During a fabled siege, the Turkish army under the command of Ulama-beg barricaded the people of Durdevac behind the walls of the Old Town without food or water with the intention of starving them into submission. According to legend, an old woman came up with the idea of shooting a rooster out of a cannon at the invading army to give the impression that the people of Durdevac had so much food they could outlast the army. In reality, the rooster, or picok, was the last bit of food in the compound. The ploy worked and Ulama-beg and his army retreated, believing that the people had a huge store of supplies and that starving them out would be a losing battle. Before he left, Ulama-beg got in one last shot at Durdevac by putting a curse on the townspeople, saying that from that day on they would be known as Picoki (roosters). Each year during the last week of June, the "Picoki" hold a big festival to commemorate their victory over the Turks. During this celebration, they re-enact the rooster shooting, though they purportedly now use a rubber chicken instead of a live rooster. In 2009, more than 30,000 people descended on urdevac for the annual rooster toss.

Cock-a-Doodle-Doo

As the story goes, when Ivan Generalic was a kid, his father would tiptoe into his room when he was sleeping and stick a squawking rooster in his face to wake him up. As a result of this poultry attack, Ivan developed a love-hate relationship with the birds, which usually are portrayed in an unflattering light in his works.

(Given request)
Please list each individual person mentioned in the rooster passage above, whether by name or by description.

(Record set)
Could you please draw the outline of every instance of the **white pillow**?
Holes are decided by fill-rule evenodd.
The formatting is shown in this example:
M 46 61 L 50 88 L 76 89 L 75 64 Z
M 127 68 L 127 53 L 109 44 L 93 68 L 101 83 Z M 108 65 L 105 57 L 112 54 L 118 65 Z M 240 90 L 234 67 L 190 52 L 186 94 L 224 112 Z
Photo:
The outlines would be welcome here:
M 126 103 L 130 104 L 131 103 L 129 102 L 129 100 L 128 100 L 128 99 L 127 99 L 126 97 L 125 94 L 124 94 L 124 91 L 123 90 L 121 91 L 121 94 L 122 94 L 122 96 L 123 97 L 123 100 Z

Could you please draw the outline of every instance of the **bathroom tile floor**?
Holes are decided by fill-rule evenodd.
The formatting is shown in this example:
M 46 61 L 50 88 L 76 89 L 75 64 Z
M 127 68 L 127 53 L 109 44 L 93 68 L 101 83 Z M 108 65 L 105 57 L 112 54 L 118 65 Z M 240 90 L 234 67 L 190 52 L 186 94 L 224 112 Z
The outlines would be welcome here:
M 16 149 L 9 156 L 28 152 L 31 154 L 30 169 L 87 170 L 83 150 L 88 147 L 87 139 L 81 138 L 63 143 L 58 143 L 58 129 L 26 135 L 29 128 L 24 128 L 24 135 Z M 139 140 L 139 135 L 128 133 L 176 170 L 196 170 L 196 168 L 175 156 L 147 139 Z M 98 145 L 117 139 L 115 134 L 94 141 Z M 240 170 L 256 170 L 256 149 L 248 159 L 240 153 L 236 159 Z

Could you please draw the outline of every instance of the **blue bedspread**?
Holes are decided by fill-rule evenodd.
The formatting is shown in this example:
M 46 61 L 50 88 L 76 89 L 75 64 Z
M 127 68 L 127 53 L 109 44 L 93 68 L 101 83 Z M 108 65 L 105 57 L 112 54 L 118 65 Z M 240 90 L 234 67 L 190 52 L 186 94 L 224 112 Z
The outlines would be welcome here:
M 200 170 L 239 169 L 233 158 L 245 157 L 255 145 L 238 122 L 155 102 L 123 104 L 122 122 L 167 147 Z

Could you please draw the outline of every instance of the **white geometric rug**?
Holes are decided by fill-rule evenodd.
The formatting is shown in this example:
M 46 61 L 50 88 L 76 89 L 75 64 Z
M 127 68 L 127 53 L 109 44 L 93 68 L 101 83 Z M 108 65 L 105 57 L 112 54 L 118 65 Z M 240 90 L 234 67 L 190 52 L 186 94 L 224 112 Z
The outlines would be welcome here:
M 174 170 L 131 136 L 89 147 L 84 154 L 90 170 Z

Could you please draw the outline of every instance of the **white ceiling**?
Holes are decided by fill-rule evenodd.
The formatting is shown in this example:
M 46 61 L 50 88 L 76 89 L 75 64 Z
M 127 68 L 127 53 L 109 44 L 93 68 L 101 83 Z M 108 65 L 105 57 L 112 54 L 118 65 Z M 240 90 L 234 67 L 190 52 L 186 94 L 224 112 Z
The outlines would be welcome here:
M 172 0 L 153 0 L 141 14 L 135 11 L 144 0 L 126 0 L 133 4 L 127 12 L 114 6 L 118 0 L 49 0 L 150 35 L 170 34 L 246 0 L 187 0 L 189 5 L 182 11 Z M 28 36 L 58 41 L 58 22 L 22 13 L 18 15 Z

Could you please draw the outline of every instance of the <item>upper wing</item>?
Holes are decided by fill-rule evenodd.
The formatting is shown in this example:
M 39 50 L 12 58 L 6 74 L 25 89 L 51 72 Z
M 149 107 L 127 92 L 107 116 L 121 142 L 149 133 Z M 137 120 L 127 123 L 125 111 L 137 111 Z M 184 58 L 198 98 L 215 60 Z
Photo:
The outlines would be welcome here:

(Response for this exercise)
- Ulama-beg
- an old woman
- Ivan Generalic
- Ivan Generalic's father